*** Opening Selected extract ***

The British Childhood Cancer Survivor Study included a cohort of 1,441 long-term Wilms’ tumor survivors from the population-based National Registry of Childhood Tumors. Patients in the cohort were diagnosed between 1940 and 1991, aged 15 years or younger at the time of diagnosis and were disease free for 5 years or more.

Median follow-up was 26.9 years.

During the observation period, 10% (n = 146) of the cohort died, 2% (n = 31) emigrated and 88% (n = 1,264) were alive at the exit date.

Eighty-two percent of the survivors (n = 756) received abdominal radiotherapy.

Overall, there were fivefold more deaths among survivors than expected (standardized mortality ratio [SMR] = 5.4; 95% CI, 4.6-6.4), which equated to 30.7 additional deaths (absolute excess risk [AER] = 30.7; 95% CI, 24.6-36.8) per 10,000 patient years.

Cause-specific mortality was highest for subsequent primary neoplasms (SMR = 7.3; 95% CI, 5.3-9.8) and cardiac diseases (SMR = 10.1; 95% CI, 6.5-14.9).

Subsequent primary neoplasms accounted for 32% of all excess deaths (AER = 9.8; 955 CI, 6.4-13.1), whereas Wilms’ tumor recurrence accounted for 21% (AER = 6.4; 95% CI, 3.9-9) and cardiac causes accounted for 19% (AER = 5.8; 95% CI, 3.3-8.3). From 30 years after diagnosis, subsequent primary neoplasms accounted for 50% of excess deaths (AER = 53.8; 95% CI, 30.2-77.4) and cardiac disease accounted for 25% (AER = 27; 95% CI, 10.3-43.7)

Most deaths from recurrence occurred between years 5 and 14 (n = 22 of 25) post-diagnosis. Three recurrence deaths occurred between 15 and 24 years after diagnosis, and no other deaths from recurrence occurred after year 25.

Cumulative risk of death from all causes, excluding recurrence, increased substantially, from 5.4% at 30 years following diagnosis to 22.7% 50 years following diagnosis.

The cumulative risk for developing a subsequent primary neoplasm was 3.7% (95% CI, 2.7-50) 30 years after diagnosis, which increased to 16.4% (95% CI, 10.7-23.2) 50 years after diagnosis.

Of all subsequent primary neoplasm observed, more than 40% developed beyond 30 years after diagnosis of Wilms’ tumor.

Subsequent primary neoplasms most commonly occurred in digestive sites (n = 17), and all patients who developed digestive neoplasms had received abdominal radiotherapy.

*** Closing Selected extract ***
*** Opening Information provided ***

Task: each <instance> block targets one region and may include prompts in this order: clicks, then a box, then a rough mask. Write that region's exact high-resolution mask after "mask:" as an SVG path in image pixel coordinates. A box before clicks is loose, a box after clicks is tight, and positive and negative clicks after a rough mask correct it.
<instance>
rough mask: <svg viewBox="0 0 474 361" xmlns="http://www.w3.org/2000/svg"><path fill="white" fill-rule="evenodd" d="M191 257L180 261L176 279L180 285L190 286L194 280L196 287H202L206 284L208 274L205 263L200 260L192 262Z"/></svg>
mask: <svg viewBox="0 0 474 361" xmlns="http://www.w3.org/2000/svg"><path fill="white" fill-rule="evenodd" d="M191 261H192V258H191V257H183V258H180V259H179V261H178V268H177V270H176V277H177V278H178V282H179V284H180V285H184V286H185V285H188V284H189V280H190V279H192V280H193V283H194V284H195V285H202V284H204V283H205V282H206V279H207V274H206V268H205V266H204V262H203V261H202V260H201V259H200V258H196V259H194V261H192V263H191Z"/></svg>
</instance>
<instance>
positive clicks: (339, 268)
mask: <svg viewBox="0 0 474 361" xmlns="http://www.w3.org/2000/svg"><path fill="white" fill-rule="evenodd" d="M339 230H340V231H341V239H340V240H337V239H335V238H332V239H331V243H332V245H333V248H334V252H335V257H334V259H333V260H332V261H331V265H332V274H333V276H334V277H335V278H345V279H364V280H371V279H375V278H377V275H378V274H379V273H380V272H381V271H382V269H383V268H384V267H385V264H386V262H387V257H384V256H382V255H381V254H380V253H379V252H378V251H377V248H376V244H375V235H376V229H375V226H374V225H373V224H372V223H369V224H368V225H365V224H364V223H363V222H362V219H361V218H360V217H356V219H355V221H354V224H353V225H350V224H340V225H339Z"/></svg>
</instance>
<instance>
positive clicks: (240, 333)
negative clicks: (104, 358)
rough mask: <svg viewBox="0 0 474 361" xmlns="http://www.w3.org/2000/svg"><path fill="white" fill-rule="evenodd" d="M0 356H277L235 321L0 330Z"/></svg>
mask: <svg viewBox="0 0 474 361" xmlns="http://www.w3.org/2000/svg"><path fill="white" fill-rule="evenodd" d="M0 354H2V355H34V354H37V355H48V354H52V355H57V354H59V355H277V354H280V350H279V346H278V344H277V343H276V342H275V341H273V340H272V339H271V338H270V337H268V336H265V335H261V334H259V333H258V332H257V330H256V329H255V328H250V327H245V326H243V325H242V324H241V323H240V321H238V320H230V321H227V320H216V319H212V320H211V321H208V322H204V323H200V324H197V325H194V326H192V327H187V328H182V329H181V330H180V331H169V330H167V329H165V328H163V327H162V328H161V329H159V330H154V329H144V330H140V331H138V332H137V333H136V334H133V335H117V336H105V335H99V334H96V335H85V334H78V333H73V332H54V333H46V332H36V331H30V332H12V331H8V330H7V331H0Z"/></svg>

*** Closing Information provided ***

Recast the paragraph beginning "Most deaths from recurrence" from the Wilms' tumor survivor text as a brief list that keeps its main facts.

• Answer area:
- 5–14 years after diagnosis: 22 of the 25 recurrence deaths (most of them).
- 15–24 years after diagnosis: 3 recurrence deaths.
- After year 25: no recurrence deaths.